■ **Problem to work on**
Rename "bounding box" to "rectangle" throughout the records below and leave every other word unchanged.
# Record extracts start
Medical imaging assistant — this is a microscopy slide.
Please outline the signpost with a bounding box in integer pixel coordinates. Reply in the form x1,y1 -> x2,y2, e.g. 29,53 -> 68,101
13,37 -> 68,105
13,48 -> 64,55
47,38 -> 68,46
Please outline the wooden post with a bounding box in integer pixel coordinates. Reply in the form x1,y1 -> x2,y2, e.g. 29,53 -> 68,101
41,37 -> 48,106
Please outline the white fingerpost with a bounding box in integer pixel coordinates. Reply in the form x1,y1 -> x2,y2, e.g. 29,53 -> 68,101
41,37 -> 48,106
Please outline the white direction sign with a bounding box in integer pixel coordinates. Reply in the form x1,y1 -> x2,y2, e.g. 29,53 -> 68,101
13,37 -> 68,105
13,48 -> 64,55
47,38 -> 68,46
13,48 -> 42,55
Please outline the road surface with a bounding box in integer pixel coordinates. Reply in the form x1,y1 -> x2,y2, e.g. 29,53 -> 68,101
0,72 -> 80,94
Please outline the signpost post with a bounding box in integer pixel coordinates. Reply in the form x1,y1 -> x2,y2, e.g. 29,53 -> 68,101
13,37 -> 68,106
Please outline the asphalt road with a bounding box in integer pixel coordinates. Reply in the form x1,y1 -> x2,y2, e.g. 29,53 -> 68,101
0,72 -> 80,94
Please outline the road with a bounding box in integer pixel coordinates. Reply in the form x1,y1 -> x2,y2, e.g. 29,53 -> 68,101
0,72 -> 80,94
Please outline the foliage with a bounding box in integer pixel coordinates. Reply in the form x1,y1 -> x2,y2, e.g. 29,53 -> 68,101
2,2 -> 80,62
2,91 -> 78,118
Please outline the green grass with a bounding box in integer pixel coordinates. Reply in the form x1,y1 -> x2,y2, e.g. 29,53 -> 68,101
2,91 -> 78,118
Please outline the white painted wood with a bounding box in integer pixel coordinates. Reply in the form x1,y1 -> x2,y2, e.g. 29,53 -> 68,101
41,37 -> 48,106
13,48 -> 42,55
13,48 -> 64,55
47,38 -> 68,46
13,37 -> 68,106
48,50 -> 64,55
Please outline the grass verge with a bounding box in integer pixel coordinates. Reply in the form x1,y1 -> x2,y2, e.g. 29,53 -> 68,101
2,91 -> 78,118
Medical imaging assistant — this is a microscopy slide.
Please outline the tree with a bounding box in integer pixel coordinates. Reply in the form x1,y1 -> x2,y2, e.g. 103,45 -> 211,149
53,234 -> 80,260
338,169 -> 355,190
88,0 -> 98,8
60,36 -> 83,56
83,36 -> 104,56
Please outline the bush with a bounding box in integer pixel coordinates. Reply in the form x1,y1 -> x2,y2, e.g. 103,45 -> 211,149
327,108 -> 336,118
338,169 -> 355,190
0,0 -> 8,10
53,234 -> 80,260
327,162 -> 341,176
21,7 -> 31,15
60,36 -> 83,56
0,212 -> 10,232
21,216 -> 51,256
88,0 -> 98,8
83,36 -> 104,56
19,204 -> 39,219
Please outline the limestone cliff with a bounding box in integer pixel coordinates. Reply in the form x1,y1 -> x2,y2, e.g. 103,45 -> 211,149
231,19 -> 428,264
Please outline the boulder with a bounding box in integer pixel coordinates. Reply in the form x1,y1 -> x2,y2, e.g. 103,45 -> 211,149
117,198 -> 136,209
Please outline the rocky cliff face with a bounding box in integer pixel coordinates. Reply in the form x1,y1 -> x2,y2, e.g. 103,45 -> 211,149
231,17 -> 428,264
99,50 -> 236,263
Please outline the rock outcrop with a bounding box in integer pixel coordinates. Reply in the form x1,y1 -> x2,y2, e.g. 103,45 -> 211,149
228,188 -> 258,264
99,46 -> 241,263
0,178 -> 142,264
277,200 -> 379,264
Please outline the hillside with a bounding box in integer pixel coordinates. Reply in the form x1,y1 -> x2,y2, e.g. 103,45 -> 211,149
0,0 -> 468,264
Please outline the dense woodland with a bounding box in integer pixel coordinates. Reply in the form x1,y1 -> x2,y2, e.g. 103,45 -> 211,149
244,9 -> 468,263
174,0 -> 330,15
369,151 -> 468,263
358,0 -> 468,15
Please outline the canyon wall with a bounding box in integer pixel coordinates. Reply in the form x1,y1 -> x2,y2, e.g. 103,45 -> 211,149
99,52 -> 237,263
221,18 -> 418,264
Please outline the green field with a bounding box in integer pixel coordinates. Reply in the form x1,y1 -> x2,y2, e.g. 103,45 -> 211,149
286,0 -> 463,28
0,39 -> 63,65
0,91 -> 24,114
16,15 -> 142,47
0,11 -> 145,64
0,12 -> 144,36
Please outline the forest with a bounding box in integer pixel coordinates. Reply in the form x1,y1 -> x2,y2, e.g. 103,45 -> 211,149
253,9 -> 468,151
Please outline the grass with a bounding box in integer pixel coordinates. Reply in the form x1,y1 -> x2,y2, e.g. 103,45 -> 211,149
# Record extracts end
■ **Finished task**
Medical imaging assistant — this is a microscopy slide.
Please outline the signpost with a rectangle in integer pixel coordinates. Reply in the form x1,y1 -> x2,y2, e.g. 29,53 -> 68,101
13,37 -> 68,105
13,48 -> 64,55
47,38 -> 68,46
Please outline the wooden post with a rectangle in integer pixel coordinates. Reply in the form x1,y1 -> x2,y2, e.g. 29,53 -> 68,101
41,37 -> 48,106
Please outline the white fingerpost with a rectangle in integer pixel coordinates. Reply in the form x1,y1 -> x2,y2, e.g. 29,53 -> 68,101
41,37 -> 48,106
Please outline the white direction sign with a rectangle in integer pixel coordinates. Reply in the form x1,y1 -> x2,y2, e.g. 29,53 -> 68,101
13,37 -> 68,105
13,48 -> 64,55
47,38 -> 68,46
13,48 -> 42,55
Please outline the road surface with a rectangle in integer pixel coordinates. Reply in the form x1,y1 -> x2,y2, e.g. 29,53 -> 68,101
0,72 -> 80,94
Please outline the signpost post with a rectangle in integer pixel coordinates. Reply in the form x1,y1 -> x2,y2, e.g. 29,53 -> 68,101
13,37 -> 68,106
Please outline the asphalt road with a rectangle in integer pixel coordinates. Reply in the form x1,y1 -> x2,y2, e.g. 29,53 -> 68,101
0,72 -> 80,94
Please outline the road with a rectangle in integer pixel coordinates. Reply in the form x1,y1 -> x2,y2, e.g. 29,53 -> 68,101
0,72 -> 80,94
Please outline the foliage with a rectangle in integer pixel coordinates. Reply in the form x1,y1 -> x2,y2, e.g. 29,53 -> 68,101
2,2 -> 80,62
2,91 -> 78,118
Please outline the green grass with a rectangle in integer pixel coordinates. Reply in the form x1,y1 -> x2,y2, e.g. 29,53 -> 68,101
2,91 -> 78,118
Please outline the white painted wood with a rectangle in integer pixel coordinates. Reply in the form x1,y1 -> x2,y2, e.g. 29,53 -> 68,101
41,37 -> 48,106
13,48 -> 42,55
13,48 -> 64,55
47,38 -> 68,46
13,37 -> 68,106
48,50 -> 64,55
Please outline the grass verge with a rectangle in integer pixel coordinates. Reply in the form x1,y1 -> x2,y2, e.g. 29,53 -> 68,101
2,91 -> 78,118
Medical imaging assistant — this is a microscopy slide.
Please outline the tree with a rectangle in integer pixel coordinates. Reply in the form x1,y1 -> x2,y2, e.g. 103,45 -> 211,149
53,234 -> 80,260
338,169 -> 355,190
88,0 -> 98,8
60,36 -> 83,56
83,36 -> 104,56
Please outline the bush with a rectangle in integer pixel coordinates. Reply in the form x1,y1 -> x2,y2, e.g. 103,45 -> 211,149
327,108 -> 336,118
338,169 -> 355,190
0,0 -> 8,10
53,234 -> 80,260
327,162 -> 341,176
21,7 -> 31,15
60,36 -> 83,56
0,212 -> 10,232
21,216 -> 51,256
88,0 -> 98,8
83,36 -> 104,56
19,204 -> 39,219
Please outline the limestone cliff with a rectangle in integer pixel coordinates. Reply in the form x1,y1 -> x2,y2, e.g. 103,45 -> 211,149
231,19 -> 428,264
Please outline the boulder with a rectangle in integer pixel coordinates. Reply in the form x1,y1 -> x2,y2, e.g. 103,45 -> 211,149
117,198 -> 136,209
Please outline the rocky cliff face with a rectangle in integer pixel coordinates. Reply in the form x1,y1 -> x2,y2, e.g. 103,45 -> 211,149
231,17 -> 428,264
99,50 -> 236,263
Please outline the rock outcrop with a rectangle in integer pixel coordinates. Reply in the form x1,y1 -> x2,y2, e.g. 103,45 -> 211,149
228,188 -> 258,264
99,46 -> 241,263
0,178 -> 142,264
277,200 -> 379,264
Please outline the hillside with a rectangle in integer pixel coordinates. Reply in the form x1,y1 -> x2,y2, e.g. 103,45 -> 211,149
0,0 -> 468,264
Please outline the dense woodland with a rectangle in integer pixel coordinates. Reply in the form x1,y1 -> x2,y2, e.g. 103,45 -> 211,149
244,9 -> 468,263
174,0 -> 330,15
369,151 -> 468,263
358,0 -> 468,15
Please outline the canyon wall with a rectangle in integer pixel coordinates. Reply in the form x1,y1 -> x2,y2, e.g. 103,45 -> 211,149
99,52 -> 237,263
221,18 -> 418,264
Please outline the green field with a rectangle in integer pixel coordinates. Reply in the form x1,y1 -> x2,y2, e.g. 103,45 -> 211,149
286,0 -> 463,28
0,39 -> 63,65
0,91 -> 24,114
16,15 -> 142,47
0,11 -> 145,64
0,12 -> 144,36
Please outline the forest with a rectangle in integer pixel coordinates. Reply in the form x1,y1 -> x2,y2, e.g. 103,45 -> 211,149
253,9 -> 468,151
Please outline the grass with a rectangle in integer pixel coordinates. Reply in the form x1,y1 -> x2,y2, e.g. 103,45 -> 211,149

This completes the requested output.